>> start

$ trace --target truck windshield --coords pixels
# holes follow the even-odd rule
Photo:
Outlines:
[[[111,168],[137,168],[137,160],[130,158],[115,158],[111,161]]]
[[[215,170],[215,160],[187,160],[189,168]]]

>> end

_TASK DIRECTIONS:_ Copy out all of the data above, line for line and character for character, without changing anything.

_ANSWER IN FULL:_
$ trace --target truck windshield --coords pixels
# holes follow the even-odd rule
Photo:
Outlines:
[[[111,168],[137,168],[137,160],[130,158],[115,158],[111,161]]]
[[[215,170],[215,160],[187,160],[189,168]]]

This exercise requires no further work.